** Begin Data to process **

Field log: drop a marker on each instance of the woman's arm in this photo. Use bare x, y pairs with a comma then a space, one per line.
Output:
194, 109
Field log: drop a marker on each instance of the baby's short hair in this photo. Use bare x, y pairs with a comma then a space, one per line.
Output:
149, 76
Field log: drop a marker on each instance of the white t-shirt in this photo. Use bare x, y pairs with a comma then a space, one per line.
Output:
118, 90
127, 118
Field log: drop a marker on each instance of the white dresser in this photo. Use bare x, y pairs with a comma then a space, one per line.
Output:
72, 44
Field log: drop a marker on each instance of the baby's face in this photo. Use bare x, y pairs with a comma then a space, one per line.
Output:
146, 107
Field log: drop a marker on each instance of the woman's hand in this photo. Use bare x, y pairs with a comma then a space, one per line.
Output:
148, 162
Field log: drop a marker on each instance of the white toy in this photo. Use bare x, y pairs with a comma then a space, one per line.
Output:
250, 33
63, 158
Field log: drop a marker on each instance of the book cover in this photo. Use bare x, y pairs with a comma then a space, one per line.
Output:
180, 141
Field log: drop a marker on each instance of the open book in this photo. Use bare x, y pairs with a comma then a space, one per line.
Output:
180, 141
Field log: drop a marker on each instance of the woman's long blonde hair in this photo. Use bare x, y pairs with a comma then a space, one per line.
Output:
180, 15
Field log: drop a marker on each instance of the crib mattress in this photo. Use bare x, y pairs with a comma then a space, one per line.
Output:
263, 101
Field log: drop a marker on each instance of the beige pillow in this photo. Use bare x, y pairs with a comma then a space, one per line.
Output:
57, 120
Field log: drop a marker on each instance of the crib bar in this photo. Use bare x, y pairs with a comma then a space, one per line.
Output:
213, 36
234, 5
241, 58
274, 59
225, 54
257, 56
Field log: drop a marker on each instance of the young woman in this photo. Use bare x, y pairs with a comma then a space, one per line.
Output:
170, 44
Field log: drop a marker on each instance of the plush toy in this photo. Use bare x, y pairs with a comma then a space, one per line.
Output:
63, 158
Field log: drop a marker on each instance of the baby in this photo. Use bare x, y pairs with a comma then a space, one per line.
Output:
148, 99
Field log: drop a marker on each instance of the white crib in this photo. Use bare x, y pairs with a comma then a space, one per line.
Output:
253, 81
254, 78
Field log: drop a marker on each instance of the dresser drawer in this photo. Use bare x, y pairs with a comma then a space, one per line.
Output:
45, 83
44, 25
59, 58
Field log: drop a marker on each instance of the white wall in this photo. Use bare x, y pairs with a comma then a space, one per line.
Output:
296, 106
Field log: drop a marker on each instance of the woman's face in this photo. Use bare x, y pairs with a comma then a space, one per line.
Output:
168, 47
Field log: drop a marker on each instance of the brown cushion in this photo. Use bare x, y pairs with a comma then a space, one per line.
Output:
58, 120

** End Data to process **

• Set problem
Please edit all the entries above so that "drop a marker on" becomes "place a pin on" wherever it occurs, with nothing else changed.

• Written reply
Field log: place a pin on each instance of the woman's arm in this photo. Use bare x, y pairs with a comma then a space, one per line.
Output:
194, 109
Field log: place a pin on each instance of the baby's short hair in this photo. Use bare x, y pairs with a comma then a space, one per line.
Output:
149, 76
Field log: place a pin on each instance of the white t-shirt in this photo. Use bare x, y pairs with a comma then a space, one per line.
Output:
118, 90
127, 118
Field log: place a pin on each instance of the white dresser in this photo. Use bare x, y pairs with a comma then a space, one per line.
Output:
72, 44
Field log: place a pin on each instance of the baby's face in this photo. Use bare x, y pairs with a comma then a space, one per line.
Output:
146, 107
Field log: place a pin on each instance of the woman's hand in this photo. Use bare x, y pairs with a comma then a space, one per line.
Output:
148, 162
Field log: place a pin on each instance of the white toy in this photo. Use bare x, y pairs with a comma then a space, one per line.
Output:
250, 33
63, 158
Field log: place a pin on each instance of the book cover in this photo. Use bare x, y pairs with a comma then a space, one per line.
Output:
180, 141
Field log: place a pin on each instance of the open book in this photo. Use bare x, y pairs with a comma then a space, one per line.
Output:
180, 141
Field log: place a pin on each instance of the woman's long blonde hair in this photo. Use bare x, y pairs with a comma then a space, one per line.
Output:
180, 15
Field log: place a pin on each instance of the crib mattress in this photo. Use bare x, y pairs with a comma then a space, one per line.
Output:
263, 101
Field log: place a pin on each instance of the beige pillow in this photo. Use bare x, y pairs with a comma then a space, one per line.
Output:
57, 120
Field log: place a pin on each instance of the crib bar in this photo. Use bare x, y pairs with a comma then a space, one per line.
Output:
213, 36
234, 5
241, 58
274, 59
225, 54
257, 56
Field log: place a pin on each instance of the young woman in this photo. Use bare x, y pairs with a comma then a space, one per line.
Output:
170, 44
Field log: place a pin on each instance of the plush toy in this photo. Use bare x, y pairs with a comma then a space, one per line.
Output:
63, 158
Field log: place a pin on each instance of the baby in this photo. Use bare x, y pairs with a comma then a space, one per line.
Output:
148, 99
Field log: place a pin on each instance of the white crib in this photo. Use bare x, y pairs with a comma then a space, one per line.
Output:
253, 81
254, 78
Field log: place a pin on each instance of the dresser drawer in this photo. Use bare x, y pairs with a comma then a space, one per line.
Output:
45, 83
44, 25
59, 58
Field log: place a pin on each instance of the white wall in this photo. Use bare x, y pairs with a comma then a space, one per line.
Output:
296, 106
Field log: place a pin on each instance of the woman's face in this photo. Use bare x, y pairs with a comma then a space, one per line.
Output:
168, 47
Field log: place a pin on each instance of the brown cushion in this photo. Use bare x, y pairs with a comma then a space, one per line.
Output:
58, 120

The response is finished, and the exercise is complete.